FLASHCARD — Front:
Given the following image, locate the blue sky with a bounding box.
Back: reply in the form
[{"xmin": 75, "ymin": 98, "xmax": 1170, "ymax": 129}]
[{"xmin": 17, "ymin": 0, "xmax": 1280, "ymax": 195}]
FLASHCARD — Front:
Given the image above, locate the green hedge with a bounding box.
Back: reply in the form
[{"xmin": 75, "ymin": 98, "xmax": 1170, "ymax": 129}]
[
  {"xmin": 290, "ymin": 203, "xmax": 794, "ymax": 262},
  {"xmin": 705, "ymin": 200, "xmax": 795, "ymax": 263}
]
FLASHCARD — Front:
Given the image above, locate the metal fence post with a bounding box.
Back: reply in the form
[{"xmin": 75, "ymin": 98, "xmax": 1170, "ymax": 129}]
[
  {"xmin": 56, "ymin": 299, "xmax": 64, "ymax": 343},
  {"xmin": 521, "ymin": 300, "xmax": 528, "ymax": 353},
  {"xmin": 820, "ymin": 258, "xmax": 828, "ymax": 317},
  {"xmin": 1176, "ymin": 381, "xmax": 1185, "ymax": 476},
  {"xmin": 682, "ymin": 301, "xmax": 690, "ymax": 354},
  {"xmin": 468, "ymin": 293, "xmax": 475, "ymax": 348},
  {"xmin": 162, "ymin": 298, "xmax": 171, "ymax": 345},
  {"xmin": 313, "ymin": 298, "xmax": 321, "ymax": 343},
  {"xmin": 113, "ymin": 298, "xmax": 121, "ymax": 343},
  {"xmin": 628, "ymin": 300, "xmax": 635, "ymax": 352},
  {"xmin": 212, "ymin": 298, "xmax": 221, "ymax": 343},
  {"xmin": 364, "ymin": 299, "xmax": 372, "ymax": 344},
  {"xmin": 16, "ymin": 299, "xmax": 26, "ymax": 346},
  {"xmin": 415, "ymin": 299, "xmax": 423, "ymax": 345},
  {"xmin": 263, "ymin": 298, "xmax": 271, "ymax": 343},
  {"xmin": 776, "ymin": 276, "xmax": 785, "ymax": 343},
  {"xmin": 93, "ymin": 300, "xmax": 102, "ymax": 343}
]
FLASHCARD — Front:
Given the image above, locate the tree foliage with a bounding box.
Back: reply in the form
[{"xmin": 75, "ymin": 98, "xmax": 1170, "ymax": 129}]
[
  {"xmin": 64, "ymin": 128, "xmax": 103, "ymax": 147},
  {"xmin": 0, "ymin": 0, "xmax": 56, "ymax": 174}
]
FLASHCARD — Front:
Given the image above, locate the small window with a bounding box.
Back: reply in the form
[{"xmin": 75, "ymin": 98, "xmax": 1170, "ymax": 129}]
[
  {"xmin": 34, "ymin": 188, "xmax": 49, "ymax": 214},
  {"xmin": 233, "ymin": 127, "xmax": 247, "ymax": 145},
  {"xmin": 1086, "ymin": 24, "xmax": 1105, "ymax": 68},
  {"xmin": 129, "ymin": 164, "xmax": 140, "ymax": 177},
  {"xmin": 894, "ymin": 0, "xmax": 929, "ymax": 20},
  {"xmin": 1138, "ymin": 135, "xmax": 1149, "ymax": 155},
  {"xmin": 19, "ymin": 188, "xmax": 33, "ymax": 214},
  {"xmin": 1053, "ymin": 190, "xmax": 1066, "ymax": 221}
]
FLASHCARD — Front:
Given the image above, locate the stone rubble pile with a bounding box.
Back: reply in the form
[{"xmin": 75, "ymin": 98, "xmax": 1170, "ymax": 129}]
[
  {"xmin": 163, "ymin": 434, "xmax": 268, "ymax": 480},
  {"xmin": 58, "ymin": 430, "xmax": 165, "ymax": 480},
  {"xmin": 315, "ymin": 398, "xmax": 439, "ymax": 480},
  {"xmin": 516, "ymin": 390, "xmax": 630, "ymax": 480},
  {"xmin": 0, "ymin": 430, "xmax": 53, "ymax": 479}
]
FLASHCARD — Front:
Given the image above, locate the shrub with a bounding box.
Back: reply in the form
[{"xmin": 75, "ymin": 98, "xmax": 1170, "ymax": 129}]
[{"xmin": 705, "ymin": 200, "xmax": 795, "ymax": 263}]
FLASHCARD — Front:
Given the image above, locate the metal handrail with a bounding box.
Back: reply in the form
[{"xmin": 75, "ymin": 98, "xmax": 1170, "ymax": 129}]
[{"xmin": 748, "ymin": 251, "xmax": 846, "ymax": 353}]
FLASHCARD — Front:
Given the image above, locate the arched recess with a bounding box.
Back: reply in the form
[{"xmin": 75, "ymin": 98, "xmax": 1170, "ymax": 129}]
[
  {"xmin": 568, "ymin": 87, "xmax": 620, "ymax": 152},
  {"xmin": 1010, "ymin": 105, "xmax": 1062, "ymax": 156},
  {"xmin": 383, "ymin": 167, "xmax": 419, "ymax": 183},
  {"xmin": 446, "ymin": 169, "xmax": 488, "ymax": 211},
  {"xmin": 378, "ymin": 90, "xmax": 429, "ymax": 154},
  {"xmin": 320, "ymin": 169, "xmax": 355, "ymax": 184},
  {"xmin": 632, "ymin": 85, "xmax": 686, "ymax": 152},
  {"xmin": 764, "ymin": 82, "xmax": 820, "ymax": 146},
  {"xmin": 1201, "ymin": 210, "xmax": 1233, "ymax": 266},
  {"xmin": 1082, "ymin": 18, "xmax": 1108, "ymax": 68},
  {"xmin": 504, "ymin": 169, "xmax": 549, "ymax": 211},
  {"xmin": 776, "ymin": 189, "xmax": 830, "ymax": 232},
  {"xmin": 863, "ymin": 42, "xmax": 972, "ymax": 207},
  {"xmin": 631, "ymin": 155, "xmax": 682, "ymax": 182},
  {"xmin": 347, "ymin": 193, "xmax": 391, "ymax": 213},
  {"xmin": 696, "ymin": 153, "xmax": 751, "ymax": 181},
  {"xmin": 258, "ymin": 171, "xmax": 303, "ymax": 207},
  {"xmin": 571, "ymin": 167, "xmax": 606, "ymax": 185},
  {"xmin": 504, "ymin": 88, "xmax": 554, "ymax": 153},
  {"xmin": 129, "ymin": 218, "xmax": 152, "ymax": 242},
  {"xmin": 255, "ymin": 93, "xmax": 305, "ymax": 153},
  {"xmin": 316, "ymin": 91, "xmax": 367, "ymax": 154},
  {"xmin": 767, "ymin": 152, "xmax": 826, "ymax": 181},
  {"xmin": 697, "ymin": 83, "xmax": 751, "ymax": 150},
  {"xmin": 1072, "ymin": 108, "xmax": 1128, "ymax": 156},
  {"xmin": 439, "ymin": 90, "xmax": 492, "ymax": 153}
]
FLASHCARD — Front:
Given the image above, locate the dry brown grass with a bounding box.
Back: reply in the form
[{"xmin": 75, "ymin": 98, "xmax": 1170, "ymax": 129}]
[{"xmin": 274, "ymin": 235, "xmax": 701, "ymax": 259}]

********************

**WHAT TO WORK ON**
Only a number is expected here: the count of lines in the records above that include the word "with".

**RESULT FOR THIS TASK**
10